_Task requirements_: Transcribe, word for word, the portion of the text below on religion and magic in world building from "World builders often" to "their religious origin.".

_Excerpted text_:

But where they depart, they are radically different. Whereas religion is, at its heart, spiritual in nature, the main concern of magic is to effect change in the world around us. If a curse is cast, even if it works through supernatural agency, the result is a person becoming physically ill or dying. If there is a drought, a weather spell will make it rain, and so on. Regardless of how the metaphysics of these things work, the end point is almost always some change or effect in the material world.[2]

From this perspective, then, westerners frame religion and magic from a dualistic, Cartesian point of view. Religion addresses one set of needs and works in one particular sphere; magic addresses a different set of needs and functions in a different sphere.

The Hybrid Combination of Religion and Magic

World builders often mingle these two, or try to create a bridge between them. A work of fiction might feature a priest-king who is both religious leader and mighty caster of spells bestowed by his powerful deity. Role-playing game designers are no strangers to tracking magic powers given to mortals by various gods, developing a body of “clerical magic” that stands apart from “regular” magic use both in scope of powers and their religious origin.

However, this blending of religion plus magic often results in a hybridized form of religious magic which merely spackles over the basic dualism lurking in the background. This is especially evident in rpg design work, where the function of clerical magic is typically a mirror of regular (wizardly) magic, simply pasted on to a religious structure as justification for the cleric knowing spells.

Clergy gained magical powers in gaming not only because this fit in well with fantasy tropes, but because it enabled clerics to aid their adventuring parties (for instance, with healing spells), and to have some special powers granted by their gods. The basic structure of spellcasting developed for magic-users was simply extended to the clerical class and justified with the rubric “divinely bestowed powers.” Even in fiction, religious magic is often envisioned as a set of specific spells and spell-like powers, thus taking the traditional magical framework of spell-casting and grafting it onto the tree of religion.

(Dataset rows on where objects appear)
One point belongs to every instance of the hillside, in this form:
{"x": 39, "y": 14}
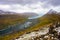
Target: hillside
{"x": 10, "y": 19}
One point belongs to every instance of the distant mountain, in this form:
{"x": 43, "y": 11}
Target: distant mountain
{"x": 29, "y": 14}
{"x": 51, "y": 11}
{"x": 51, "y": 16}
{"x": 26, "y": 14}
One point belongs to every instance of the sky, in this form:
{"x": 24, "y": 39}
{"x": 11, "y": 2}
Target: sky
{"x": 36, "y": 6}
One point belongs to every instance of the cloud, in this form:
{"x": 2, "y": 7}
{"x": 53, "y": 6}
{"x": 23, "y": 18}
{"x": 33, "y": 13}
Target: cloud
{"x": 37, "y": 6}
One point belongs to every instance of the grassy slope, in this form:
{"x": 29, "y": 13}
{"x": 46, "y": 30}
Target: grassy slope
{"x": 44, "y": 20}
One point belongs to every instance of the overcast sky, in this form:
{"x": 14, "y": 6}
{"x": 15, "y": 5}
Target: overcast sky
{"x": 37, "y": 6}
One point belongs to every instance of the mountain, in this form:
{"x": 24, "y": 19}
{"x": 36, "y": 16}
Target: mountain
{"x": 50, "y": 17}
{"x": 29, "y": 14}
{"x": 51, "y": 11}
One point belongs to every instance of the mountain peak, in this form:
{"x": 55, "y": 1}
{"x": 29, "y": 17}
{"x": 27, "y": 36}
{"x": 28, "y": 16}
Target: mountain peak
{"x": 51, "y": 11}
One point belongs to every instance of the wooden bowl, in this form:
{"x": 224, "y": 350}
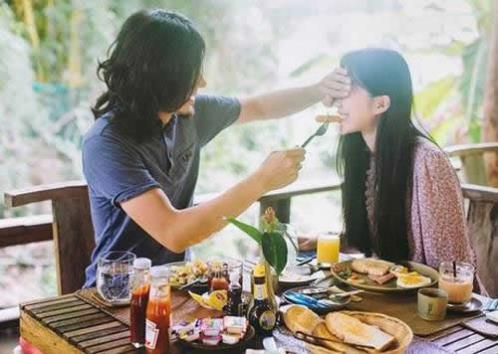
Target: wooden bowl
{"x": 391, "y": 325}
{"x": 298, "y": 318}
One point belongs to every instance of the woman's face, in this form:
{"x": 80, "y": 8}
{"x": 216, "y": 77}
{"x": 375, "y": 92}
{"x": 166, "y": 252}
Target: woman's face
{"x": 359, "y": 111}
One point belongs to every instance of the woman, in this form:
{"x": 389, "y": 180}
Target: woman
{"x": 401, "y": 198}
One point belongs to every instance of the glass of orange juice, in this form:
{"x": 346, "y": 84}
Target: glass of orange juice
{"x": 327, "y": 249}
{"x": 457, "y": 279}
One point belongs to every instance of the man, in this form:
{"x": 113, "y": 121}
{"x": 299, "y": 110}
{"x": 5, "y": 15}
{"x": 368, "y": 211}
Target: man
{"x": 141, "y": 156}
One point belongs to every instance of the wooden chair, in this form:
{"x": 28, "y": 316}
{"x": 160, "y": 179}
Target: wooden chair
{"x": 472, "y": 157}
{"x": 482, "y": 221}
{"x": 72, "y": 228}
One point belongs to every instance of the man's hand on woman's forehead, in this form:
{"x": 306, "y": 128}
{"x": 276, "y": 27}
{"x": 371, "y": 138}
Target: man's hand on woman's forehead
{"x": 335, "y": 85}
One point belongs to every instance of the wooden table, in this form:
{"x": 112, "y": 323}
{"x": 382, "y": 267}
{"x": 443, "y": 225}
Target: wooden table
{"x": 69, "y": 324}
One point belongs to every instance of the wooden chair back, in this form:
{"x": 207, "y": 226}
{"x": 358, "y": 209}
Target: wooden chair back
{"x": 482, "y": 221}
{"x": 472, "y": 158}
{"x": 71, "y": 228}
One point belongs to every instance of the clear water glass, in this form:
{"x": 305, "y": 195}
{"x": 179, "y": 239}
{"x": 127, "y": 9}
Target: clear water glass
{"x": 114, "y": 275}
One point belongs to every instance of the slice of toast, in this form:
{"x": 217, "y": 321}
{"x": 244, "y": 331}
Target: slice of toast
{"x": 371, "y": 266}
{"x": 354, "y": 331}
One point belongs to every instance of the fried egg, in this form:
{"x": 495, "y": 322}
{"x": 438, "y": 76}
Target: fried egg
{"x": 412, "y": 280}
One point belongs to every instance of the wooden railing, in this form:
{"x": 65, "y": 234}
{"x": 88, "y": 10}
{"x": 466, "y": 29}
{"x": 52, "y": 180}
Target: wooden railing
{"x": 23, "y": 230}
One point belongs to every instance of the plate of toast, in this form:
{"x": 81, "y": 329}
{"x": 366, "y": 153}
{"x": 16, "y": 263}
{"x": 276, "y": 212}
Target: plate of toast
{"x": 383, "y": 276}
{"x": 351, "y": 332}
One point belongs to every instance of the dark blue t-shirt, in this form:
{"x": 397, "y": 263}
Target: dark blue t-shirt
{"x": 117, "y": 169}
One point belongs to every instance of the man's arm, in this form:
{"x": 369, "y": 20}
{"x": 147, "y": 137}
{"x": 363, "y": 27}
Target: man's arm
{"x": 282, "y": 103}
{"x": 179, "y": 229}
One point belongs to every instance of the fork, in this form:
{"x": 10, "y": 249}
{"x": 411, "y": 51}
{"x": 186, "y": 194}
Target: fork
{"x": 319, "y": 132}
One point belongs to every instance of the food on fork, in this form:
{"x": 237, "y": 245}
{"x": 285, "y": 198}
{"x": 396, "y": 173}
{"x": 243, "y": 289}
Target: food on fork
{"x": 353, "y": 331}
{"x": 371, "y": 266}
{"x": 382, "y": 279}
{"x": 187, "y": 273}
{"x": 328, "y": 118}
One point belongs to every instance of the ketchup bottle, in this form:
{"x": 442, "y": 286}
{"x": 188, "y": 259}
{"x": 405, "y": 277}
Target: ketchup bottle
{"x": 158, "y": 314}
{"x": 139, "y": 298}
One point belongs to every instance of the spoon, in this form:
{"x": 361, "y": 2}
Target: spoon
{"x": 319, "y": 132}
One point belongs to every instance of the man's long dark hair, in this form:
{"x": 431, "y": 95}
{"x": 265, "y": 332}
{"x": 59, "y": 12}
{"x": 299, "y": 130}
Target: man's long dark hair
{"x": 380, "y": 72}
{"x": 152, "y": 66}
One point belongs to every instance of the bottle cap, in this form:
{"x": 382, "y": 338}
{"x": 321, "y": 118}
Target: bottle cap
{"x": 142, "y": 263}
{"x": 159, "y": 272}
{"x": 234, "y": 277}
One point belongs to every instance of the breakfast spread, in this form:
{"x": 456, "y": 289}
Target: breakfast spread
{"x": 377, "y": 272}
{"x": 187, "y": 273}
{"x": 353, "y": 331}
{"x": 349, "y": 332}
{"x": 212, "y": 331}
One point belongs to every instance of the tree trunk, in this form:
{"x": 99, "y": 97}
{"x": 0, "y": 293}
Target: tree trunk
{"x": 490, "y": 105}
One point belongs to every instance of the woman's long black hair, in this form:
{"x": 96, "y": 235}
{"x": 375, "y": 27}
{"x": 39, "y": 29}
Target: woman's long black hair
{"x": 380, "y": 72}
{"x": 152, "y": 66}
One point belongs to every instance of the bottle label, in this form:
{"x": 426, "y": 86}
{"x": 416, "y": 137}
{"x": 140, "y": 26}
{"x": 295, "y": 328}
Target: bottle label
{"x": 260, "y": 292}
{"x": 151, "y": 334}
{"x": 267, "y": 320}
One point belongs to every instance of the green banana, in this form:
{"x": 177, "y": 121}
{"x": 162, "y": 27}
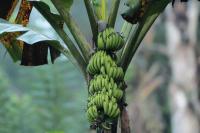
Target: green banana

_Right answer_:
World builders often mingle these two, or try to create a bridge between them. A work of fiction might feature a priest-king who is both religious leader and mighty caster of spells bestowed by his powerful deity. Role-playing game designers are no strangers to tracking magic powers given to mortals by various gods, developing a body of “clerical magic” that stands apart from “regular” magic use both in scope of powers and their religious origin.